START
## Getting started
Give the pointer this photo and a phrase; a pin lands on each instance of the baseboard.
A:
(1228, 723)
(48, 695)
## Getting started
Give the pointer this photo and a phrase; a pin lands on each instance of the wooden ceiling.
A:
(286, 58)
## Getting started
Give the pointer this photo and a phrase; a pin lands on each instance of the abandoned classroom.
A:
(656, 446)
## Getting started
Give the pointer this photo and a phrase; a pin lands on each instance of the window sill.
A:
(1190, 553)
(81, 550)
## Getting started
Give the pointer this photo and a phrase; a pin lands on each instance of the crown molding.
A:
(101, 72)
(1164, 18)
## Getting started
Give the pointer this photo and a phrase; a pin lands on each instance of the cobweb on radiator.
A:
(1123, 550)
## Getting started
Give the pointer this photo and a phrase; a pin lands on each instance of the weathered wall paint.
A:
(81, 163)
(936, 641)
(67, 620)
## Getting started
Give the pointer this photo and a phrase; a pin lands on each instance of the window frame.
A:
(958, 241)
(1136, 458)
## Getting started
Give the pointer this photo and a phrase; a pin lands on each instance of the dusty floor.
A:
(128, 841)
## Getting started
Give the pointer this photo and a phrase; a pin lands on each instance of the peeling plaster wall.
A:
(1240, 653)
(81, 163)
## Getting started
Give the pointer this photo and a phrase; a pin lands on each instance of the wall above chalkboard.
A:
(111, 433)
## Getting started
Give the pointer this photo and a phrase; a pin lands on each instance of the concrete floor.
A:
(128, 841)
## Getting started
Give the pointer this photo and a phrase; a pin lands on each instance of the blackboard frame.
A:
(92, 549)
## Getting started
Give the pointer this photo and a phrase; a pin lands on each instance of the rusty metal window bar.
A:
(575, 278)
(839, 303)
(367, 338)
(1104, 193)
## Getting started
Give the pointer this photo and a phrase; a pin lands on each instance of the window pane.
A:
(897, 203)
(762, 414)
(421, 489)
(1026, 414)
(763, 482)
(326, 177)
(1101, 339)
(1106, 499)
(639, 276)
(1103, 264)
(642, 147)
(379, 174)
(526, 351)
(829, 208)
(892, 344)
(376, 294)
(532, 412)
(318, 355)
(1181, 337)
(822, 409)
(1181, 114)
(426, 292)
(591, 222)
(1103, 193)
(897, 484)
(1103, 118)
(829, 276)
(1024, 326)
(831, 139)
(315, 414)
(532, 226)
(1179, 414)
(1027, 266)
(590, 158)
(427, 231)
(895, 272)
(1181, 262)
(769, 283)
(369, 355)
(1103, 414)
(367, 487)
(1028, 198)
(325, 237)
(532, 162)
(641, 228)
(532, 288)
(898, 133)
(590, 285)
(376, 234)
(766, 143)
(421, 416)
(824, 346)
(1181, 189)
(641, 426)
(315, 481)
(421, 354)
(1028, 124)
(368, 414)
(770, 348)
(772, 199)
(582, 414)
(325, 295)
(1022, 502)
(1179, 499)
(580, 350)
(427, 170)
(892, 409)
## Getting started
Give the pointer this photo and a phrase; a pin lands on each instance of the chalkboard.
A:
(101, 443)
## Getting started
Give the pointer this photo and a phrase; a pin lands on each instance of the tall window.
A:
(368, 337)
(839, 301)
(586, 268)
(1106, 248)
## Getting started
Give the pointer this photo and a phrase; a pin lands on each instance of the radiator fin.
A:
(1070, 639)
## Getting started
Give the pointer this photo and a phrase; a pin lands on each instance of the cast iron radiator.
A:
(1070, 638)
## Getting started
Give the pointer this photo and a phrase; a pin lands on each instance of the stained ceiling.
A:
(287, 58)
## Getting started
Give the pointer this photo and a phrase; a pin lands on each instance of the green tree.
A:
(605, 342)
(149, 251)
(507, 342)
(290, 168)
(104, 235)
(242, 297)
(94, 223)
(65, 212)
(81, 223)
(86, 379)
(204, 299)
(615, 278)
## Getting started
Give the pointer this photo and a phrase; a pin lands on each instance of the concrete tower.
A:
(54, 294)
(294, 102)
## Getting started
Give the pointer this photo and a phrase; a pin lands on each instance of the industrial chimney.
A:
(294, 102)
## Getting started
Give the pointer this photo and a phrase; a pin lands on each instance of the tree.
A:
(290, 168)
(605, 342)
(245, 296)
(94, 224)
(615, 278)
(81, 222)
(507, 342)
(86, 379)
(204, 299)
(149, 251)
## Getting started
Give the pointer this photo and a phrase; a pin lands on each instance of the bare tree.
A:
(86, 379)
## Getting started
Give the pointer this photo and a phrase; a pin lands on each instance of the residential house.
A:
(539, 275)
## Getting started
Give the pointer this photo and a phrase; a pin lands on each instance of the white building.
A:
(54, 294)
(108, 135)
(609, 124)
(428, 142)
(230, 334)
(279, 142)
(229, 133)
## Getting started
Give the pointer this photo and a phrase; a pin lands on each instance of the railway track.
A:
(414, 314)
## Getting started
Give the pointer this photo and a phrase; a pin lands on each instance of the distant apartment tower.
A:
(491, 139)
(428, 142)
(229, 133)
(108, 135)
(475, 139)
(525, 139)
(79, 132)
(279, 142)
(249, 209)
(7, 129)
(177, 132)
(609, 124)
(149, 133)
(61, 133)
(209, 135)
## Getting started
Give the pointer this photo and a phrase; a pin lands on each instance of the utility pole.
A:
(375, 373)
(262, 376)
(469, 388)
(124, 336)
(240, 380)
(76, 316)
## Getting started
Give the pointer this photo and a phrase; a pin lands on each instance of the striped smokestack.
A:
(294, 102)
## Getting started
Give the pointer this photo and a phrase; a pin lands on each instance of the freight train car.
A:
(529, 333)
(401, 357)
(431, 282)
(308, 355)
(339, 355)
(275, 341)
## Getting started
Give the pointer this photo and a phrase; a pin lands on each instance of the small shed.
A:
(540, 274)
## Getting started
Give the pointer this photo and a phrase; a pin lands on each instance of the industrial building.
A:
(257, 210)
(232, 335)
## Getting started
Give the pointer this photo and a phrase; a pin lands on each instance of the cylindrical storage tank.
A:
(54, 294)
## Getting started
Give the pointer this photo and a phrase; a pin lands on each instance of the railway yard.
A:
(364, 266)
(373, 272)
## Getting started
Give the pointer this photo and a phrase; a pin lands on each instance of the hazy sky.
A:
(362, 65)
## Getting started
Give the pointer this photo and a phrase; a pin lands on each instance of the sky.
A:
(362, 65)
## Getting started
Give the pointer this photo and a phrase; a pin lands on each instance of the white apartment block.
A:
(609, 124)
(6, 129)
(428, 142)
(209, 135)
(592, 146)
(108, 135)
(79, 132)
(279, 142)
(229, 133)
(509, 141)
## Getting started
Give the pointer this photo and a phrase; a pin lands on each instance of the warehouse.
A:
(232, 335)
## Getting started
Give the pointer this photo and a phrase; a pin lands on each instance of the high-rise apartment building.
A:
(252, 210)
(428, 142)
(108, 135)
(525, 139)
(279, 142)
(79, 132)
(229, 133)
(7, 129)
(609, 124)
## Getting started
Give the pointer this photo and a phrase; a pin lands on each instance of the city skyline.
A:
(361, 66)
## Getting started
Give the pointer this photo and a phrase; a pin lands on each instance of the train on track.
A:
END
**What to do**
Using the data above, repeat every line exactly.

**Complete answer**
## Getting started
Give the pointer this photo and a phrase; a pin lands on each instance of the baseboard.
A:
(1228, 723)
(48, 695)
## Getting started
Give the pointer this photo and a phrase; a pin lands on each instance of the wooden ceiling.
A:
(286, 58)
## Getting started
Give the pointer this photo and a phrase; a pin lands on each instance of the abandoned classroom.
A:
(656, 446)
## Getting started
Give the pointer this photo and a phrase; a pin lands on each instance of the window sill.
A:
(1190, 553)
(81, 550)
## Getting started
Give the pointer this photo and a phrase; a pin lands on each instance of the crown molding.
A:
(101, 72)
(1164, 18)
## Getting started
Give the pointer this photo and a phrase; a pin lands on each instance of the cobweb on radiator.
A:
(1123, 550)
## Getting started
Give the pointer this photo and a phrase; a pin lands on each instance of the weathered wall paint.
A:
(81, 163)
(936, 641)
(67, 620)
## Getting started
Give the pointer this photo and a phrase; a pin lands on each instance of the window frame.
A:
(958, 241)
(1136, 458)
## Getting started
Give the pointer this photo and a phrase; a pin lands on each instance of the dusty floor.
A:
(128, 841)
## Getting started
Give the pointer this photo and a phrase; a pin lands on each instance of the peeling plaster wall.
A:
(1240, 653)
(81, 163)
## Getting started
Give the pointer this photo and a phrase; a pin lands on each instance of the wall above chalkboard.
A:
(111, 433)
## Getting started
Give the pointer this photo and a phrase; a pin lands on each instance of the concrete floor.
A:
(128, 841)
## Getting started
Give the pointer this photo and a phrase; a pin lands on each instance of the blackboard frame.
A:
(92, 549)
## Getting started
Give the pointer this photo and a phrase; a pin lands on each instance of the rusty metal window bar.
A:
(575, 278)
(839, 303)
(367, 338)
(1104, 193)
## Getting started
Give the pointer this photo and a phrase; a pin lands on each instance of the window pane.
A:
(897, 203)
(762, 414)
(421, 489)
(1026, 414)
(763, 482)
(326, 177)
(1101, 339)
(1106, 499)
(639, 276)
(1103, 264)
(642, 147)
(379, 174)
(526, 351)
(829, 208)
(892, 344)
(376, 294)
(532, 412)
(318, 355)
(1181, 337)
(822, 409)
(1181, 114)
(426, 292)
(591, 222)
(1103, 193)
(897, 484)
(1103, 118)
(829, 276)
(1024, 326)
(831, 139)
(315, 414)
(532, 226)
(1179, 414)
(1027, 266)
(590, 158)
(427, 231)
(895, 272)
(1181, 262)
(769, 283)
(369, 355)
(1103, 414)
(367, 487)
(1028, 198)
(325, 237)
(532, 162)
(641, 228)
(532, 288)
(898, 133)
(590, 285)
(376, 234)
(766, 143)
(421, 416)
(824, 346)
(1181, 189)
(641, 426)
(315, 481)
(421, 354)
(1028, 124)
(368, 414)
(770, 348)
(772, 199)
(582, 414)
(325, 295)
(1022, 502)
(1179, 499)
(580, 350)
(427, 170)
(892, 409)
## Getting started
Give the pointer this photo and a phrase; a pin lands on each instance of the chalkboard.
A:
(101, 443)
## Getting started
Give the pointer this photo and a phrase; a pin lands on each instance of the tall window.
A:
(368, 337)
(839, 301)
(586, 268)
(1106, 248)
## Getting started
Give the pointer this photo and a phrase; a pin lands on each instance of the radiator fin.
A:
(1070, 639)
## Getting started
Give the pointer this photo and a phrase; a pin lands on each instance of the cast iron radiator.
A:
(1070, 638)
## Getting started
Give the pointer this photo and a phrase; a pin lands on each instance of the stained ceiling.
A:
(287, 58)
## Getting started
Give the pointer this photo and a phrase; a pin lands on each instance of the green tree.
A:
(605, 342)
(149, 251)
(507, 342)
(290, 168)
(104, 235)
(242, 297)
(94, 223)
(65, 212)
(81, 223)
(86, 379)
(204, 299)
(615, 278)
## Getting started
Give the pointer this photo and a phrase; a pin lands on each instance of the concrete tower.
A:
(54, 294)
(294, 102)
## Getting started
Give the pointer this photo and a phrase; a pin lands on each instance of the industrial chimney.
A:
(294, 102)
## Getting started
Give the pointer this photo and a phrase; a pin lands on each instance of the tree.
A:
(290, 168)
(605, 342)
(245, 296)
(94, 224)
(615, 278)
(81, 222)
(507, 342)
(86, 379)
(204, 299)
(149, 251)
## Getting started
Give the pointer this photo and a phrase; a pin lands on each instance of the bare tree.
A:
(86, 379)
## Getting started
Give the pointer this photo and a phrase; a pin lands on each instance of the residential house.
A:
(539, 275)
## Getting started
Give the pointer this photo and a phrase; a pin lands on each instance of the white building.
A:
(54, 294)
(108, 135)
(609, 124)
(428, 142)
(230, 334)
(279, 142)
(229, 133)
## Getting started
Give the pointer this photo and a phrase; a pin lands on each instance of the railway track.
A:
(414, 314)
## Getting started
Give the pointer this photo and a phrase; a pin lands on each instance of the distant apartment tower.
A:
(491, 139)
(428, 142)
(229, 133)
(108, 135)
(475, 139)
(525, 139)
(79, 132)
(279, 142)
(249, 209)
(7, 129)
(177, 132)
(609, 124)
(149, 133)
(61, 133)
(209, 135)
## Getting started
Give the pointer this photo and a phrase; a pin lands on each instance of the utility pole.
A:
(375, 373)
(262, 376)
(469, 388)
(124, 336)
(240, 380)
(76, 316)
## Getting started
Give the pointer this photo and a phrase; a pin lands on each instance of the striped smokestack.
A:
(294, 102)
## Getting started
Give the pointer this photo and a phrase; a pin lands on each instance of the freight train car.
A:
(529, 333)
(401, 357)
(431, 282)
(308, 355)
(339, 355)
(275, 341)
## Getting started
Give the pointer this photo and a phrase; a pin lands on each instance of the small shed.
A:
(540, 274)
## Getting started
Give the pointer this photo and a phrase; a pin lands on each instance of the industrial building.
A:
(257, 210)
(232, 335)
## Getting started
Give the pointer this photo and a phrase; a pin lands on each instance of the cylindrical storage tank.
A:
(54, 294)
## Getting started
Give the pointer this photo and a phrase; a pin lands on each instance of the railway yard.
A:
(364, 266)
(373, 272)
## Getting started
Give the pointer this photo and a phrase; a pin lands on each instance of the hazy sky.
A:
(362, 65)
## Getting started
Give the pointer this photo and a phrase; a pin lands on each instance of the sky.
A:
(362, 65)
## Getting started
Give the pointer this photo and a phrase; a pin lands on each instance of the white apartment block.
A:
(609, 124)
(6, 129)
(428, 142)
(209, 135)
(592, 146)
(108, 135)
(79, 132)
(279, 142)
(229, 133)
(509, 141)
## Getting started
Give the pointer this photo and a phrase; a pin lands on each instance of the warehouse.
A:
(232, 335)
## Getting started
Give the pointer this photo and a phrase; a pin lands on each instance of the high-rise apartment building.
A:
(252, 210)
(428, 142)
(108, 135)
(525, 139)
(279, 142)
(79, 132)
(229, 133)
(7, 129)
(609, 124)
## Getting started
Give the pointer this photo and a phrase; a pin lands on each instance of the city skyline.
A:
(361, 66)
## Getting started
Give the pointer this photo and a phrase; a pin lands on each instance of the train on track.
A:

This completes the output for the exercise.